======== DATA SHOWN

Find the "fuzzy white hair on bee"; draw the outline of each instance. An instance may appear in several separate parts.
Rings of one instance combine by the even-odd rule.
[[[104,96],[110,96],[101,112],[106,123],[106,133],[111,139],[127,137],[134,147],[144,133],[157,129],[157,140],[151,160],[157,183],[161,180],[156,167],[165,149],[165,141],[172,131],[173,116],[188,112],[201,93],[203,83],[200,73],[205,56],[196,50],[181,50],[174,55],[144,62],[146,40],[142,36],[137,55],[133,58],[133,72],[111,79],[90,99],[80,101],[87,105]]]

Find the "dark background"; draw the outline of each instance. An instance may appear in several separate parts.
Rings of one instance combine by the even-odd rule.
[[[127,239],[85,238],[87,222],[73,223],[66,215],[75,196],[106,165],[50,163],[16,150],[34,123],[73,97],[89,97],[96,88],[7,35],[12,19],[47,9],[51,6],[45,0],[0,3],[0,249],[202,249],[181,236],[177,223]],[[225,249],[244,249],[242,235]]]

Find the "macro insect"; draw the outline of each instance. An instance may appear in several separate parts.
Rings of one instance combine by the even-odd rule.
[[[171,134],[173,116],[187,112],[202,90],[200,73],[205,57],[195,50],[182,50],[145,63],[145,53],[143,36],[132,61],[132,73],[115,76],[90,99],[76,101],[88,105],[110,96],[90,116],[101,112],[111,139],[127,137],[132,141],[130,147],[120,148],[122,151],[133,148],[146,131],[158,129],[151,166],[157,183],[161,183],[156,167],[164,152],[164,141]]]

================

» **SET PROBLEM**
Please reproduce every line of the material word for word.

» **OUTPUT BELOW**
Find the "fuzzy white hair on bee"; draw the outline of each instance. An instance may appear in several separate parts.
Rings of one instance combine by the even-odd rule.
[[[104,96],[110,96],[101,112],[106,123],[106,133],[111,139],[127,137],[134,147],[144,133],[157,129],[157,140],[151,160],[157,183],[161,180],[156,167],[165,149],[165,141],[172,131],[173,116],[188,112],[201,93],[203,83],[200,73],[205,56],[196,50],[181,50],[174,55],[144,62],[146,40],[142,36],[137,55],[133,58],[133,72],[111,79],[90,99],[80,101],[87,105]]]

Find the "dark background"; draw the outline of each instance. An instance may appear in several separate parts.
Rings of one instance combine by the even-odd rule.
[[[127,239],[85,238],[87,222],[73,223],[66,215],[75,196],[106,165],[50,163],[16,150],[34,123],[73,97],[89,97],[96,88],[7,35],[12,19],[47,9],[51,6],[45,0],[0,3],[0,249],[202,249],[181,236],[177,223]],[[225,249],[244,249],[242,235]]]

Find the "macro insect"; draw the outline of each instance. An instance may appear in several separate parts.
Rings of one instance combine by the even-odd rule.
[[[171,134],[173,116],[187,112],[202,90],[200,73],[205,57],[195,50],[182,50],[145,63],[145,53],[143,36],[132,61],[132,73],[115,76],[90,99],[76,101],[88,105],[110,96],[90,116],[101,112],[111,139],[127,137],[132,141],[130,147],[120,148],[122,151],[133,148],[146,131],[158,129],[151,166],[157,183],[161,183],[156,167],[164,152],[164,141]]]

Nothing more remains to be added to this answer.